What the task asks: Give the entries again exactly; drop the pictures.

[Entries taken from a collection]
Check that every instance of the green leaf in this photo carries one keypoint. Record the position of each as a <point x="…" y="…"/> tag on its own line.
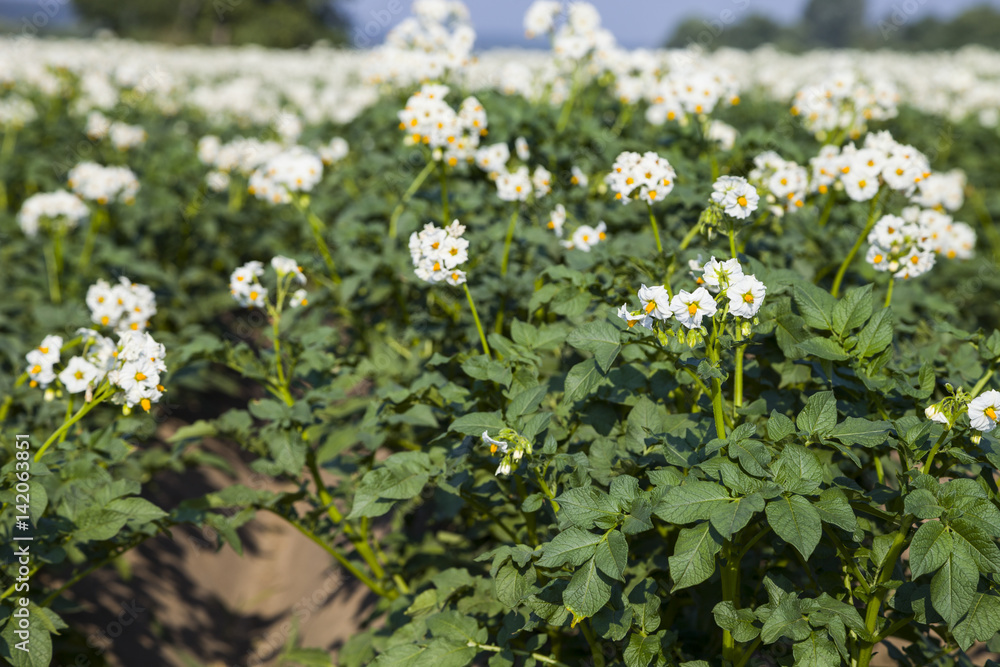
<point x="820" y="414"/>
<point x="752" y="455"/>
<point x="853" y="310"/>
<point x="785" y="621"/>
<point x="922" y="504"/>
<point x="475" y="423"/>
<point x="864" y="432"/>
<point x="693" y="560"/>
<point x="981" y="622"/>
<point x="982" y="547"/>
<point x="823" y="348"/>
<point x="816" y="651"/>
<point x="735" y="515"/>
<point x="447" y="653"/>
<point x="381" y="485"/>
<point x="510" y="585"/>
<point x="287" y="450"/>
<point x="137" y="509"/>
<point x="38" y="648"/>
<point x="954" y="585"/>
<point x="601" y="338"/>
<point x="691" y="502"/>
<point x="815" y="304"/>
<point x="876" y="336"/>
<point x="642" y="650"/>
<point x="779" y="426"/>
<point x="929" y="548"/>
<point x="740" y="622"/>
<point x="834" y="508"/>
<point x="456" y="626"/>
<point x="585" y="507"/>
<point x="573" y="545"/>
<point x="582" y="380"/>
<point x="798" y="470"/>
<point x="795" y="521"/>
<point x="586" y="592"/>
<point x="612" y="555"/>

Response area:
Check that every instance of the green leaf in this photo carries one keypoint. Record the position of each as a <point x="…" y="…"/> tag on its own line.
<point x="820" y="414"/>
<point x="752" y="455"/>
<point x="853" y="310"/>
<point x="785" y="621"/>
<point x="922" y="504"/>
<point x="475" y="423"/>
<point x="864" y="432"/>
<point x="693" y="560"/>
<point x="981" y="622"/>
<point x="982" y="547"/>
<point x="823" y="348"/>
<point x="816" y="651"/>
<point x="735" y="515"/>
<point x="447" y="653"/>
<point x="381" y="485"/>
<point x="510" y="585"/>
<point x="287" y="450"/>
<point x="137" y="509"/>
<point x="38" y="648"/>
<point x="954" y="585"/>
<point x="601" y="338"/>
<point x="691" y="502"/>
<point x="815" y="304"/>
<point x="876" y="336"/>
<point x="642" y="650"/>
<point x="779" y="426"/>
<point x="929" y="548"/>
<point x="740" y="622"/>
<point x="834" y="508"/>
<point x="456" y="626"/>
<point x="585" y="507"/>
<point x="573" y="545"/>
<point x="582" y="380"/>
<point x="798" y="470"/>
<point x="795" y="521"/>
<point x="586" y="592"/>
<point x="612" y="555"/>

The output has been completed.